=== Input for this task ===
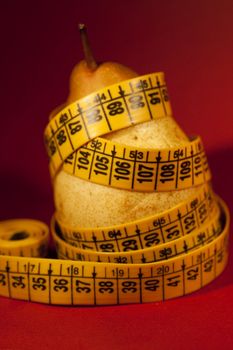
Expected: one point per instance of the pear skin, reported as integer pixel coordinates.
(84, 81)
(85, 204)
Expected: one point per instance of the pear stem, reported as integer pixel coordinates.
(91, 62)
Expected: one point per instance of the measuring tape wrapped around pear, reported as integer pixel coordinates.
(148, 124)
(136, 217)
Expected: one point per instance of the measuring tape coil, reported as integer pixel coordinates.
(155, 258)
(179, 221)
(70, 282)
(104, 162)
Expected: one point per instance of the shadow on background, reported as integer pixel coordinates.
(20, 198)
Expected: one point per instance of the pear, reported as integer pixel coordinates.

==

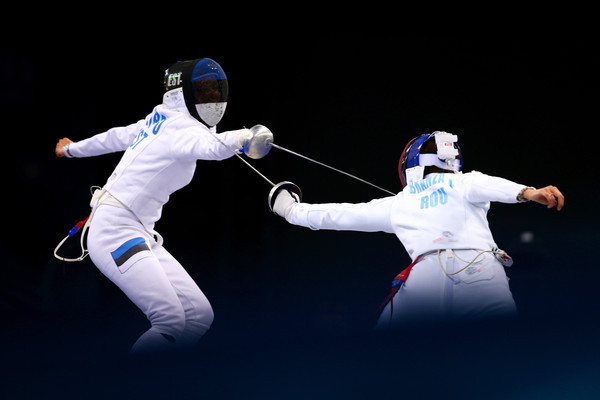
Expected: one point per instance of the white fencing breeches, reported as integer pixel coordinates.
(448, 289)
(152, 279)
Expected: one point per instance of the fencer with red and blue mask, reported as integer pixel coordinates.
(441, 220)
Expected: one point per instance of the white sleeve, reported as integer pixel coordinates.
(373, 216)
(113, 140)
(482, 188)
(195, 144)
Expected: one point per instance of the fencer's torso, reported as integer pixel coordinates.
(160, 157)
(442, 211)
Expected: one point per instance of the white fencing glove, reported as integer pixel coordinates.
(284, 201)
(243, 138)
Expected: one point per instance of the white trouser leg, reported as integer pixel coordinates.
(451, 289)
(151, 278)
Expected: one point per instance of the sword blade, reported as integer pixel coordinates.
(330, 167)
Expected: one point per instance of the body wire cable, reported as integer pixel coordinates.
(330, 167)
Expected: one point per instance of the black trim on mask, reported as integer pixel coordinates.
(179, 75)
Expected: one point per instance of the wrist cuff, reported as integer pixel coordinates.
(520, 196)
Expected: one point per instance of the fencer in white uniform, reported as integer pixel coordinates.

=== Exercise ===
Write out, from the lines above, only those from the line with "coil, reported as integer pixel coordinates." to the line with "Expected: one point per instance of the pear, reported", exactly as given, including the first and the last.

=== Task solution ===
Expected: one point per instance of the measuring tape coil, reported as integer pixel coordinates.
(155, 258)
(179, 221)
(70, 282)
(104, 162)
Expected: one point per instance of the shadow on background, reported as integer pixel coordinates.
(20, 198)
Expected: one point per instance of the pear, reported as integer pixel coordinates.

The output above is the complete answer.